-- Data start --
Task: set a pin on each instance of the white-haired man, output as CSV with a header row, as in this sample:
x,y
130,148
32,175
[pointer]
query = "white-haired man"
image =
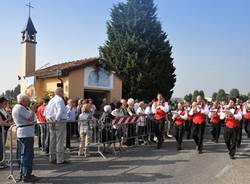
x,y
24,120
55,112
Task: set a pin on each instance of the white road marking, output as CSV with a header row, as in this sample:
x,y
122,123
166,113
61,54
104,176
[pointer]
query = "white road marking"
x,y
224,170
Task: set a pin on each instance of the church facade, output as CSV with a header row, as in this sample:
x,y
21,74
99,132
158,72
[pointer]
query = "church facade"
x,y
79,79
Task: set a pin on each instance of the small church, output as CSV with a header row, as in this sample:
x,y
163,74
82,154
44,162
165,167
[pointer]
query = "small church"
x,y
79,79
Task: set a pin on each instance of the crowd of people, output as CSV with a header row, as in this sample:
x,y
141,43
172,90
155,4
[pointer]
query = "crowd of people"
x,y
58,121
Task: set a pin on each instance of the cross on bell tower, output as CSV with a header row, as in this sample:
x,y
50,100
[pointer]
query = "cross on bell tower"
x,y
29,31
28,46
29,5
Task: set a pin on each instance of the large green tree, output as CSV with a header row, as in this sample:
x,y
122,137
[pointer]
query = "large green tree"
x,y
234,93
214,96
138,49
221,96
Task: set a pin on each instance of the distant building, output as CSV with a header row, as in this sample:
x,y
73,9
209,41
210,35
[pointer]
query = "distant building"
x,y
79,79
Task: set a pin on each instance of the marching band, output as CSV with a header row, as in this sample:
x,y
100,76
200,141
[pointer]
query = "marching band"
x,y
193,120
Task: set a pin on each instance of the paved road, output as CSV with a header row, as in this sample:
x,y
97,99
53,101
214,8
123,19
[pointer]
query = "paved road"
x,y
146,164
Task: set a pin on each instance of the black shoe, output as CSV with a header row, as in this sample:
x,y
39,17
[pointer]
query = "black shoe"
x,y
232,157
178,148
31,179
64,162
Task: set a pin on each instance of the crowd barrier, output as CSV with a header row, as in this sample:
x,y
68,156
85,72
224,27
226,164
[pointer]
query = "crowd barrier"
x,y
128,130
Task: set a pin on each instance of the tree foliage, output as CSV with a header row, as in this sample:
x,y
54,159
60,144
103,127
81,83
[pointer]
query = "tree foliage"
x,y
234,93
221,96
139,51
214,96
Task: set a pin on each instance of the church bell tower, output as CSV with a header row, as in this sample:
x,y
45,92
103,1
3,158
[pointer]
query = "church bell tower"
x,y
28,52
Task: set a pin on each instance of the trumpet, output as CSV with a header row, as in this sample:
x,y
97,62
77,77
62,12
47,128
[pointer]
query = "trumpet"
x,y
247,106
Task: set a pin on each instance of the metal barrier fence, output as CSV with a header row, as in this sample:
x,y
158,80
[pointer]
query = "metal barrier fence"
x,y
128,130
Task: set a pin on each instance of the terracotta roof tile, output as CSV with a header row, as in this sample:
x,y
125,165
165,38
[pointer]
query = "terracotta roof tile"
x,y
64,67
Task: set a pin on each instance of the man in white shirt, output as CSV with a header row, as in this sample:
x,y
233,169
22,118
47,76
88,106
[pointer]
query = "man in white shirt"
x,y
71,117
24,120
55,112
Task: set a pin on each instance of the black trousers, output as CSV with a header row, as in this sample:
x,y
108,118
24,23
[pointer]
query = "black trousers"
x,y
159,130
216,128
131,133
198,134
179,133
247,127
188,128
239,135
230,137
68,134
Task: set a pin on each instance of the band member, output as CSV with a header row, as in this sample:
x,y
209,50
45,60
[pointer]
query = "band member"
-- Data end --
Requirement :: Reproduce the lines from the one containing "Task: set a pin on each instance of the church bell" through the end of the records, switching "trumpet" to "trombone" wherever it occurs and changing nothing else.

Result of the task ::
Task: set a pin on each instance of the church bell tower, output as CSV with a header row, as in this sample:
x,y
45,92
103,1
3,158
[pointer]
query = "church bell tower"
x,y
28,52
Task: set a pin on each instance of the trombone, output as CSV with a header row, as in this sample:
x,y
97,62
77,77
62,12
47,128
[pointer]
query = "trombone"
x,y
247,106
Task: set a pin on each instance of the metal barrier fence, output as CSV with a header row, as in this sample:
x,y
158,80
[pointer]
query = "metal barrier fence"
x,y
128,130
Task: set a pin on each instance of the terracotta roof tile, output as CSV with a header row, as in this sample:
x,y
125,165
165,38
[pointer]
query = "terracotta roof tile"
x,y
64,67
Task: set a pin on each instance of the man in white shirt, output as CSV with a header row, as in this sample:
x,y
233,169
22,118
47,76
88,106
[pointer]
query = "man in white shirt"
x,y
71,117
24,120
55,112
Task: set a pin on each instance of the black trousers, output as CSV with a header row, as in this sample:
x,y
108,118
24,23
[pointer]
query = "black trousers"
x,y
159,130
216,128
131,133
198,134
179,133
247,127
188,128
239,135
230,137
68,134
Task: set a pin on each instance of the band member, output as CSV with a header row, as in this sample:
x,y
209,50
45,60
[pointer]
query = "band member"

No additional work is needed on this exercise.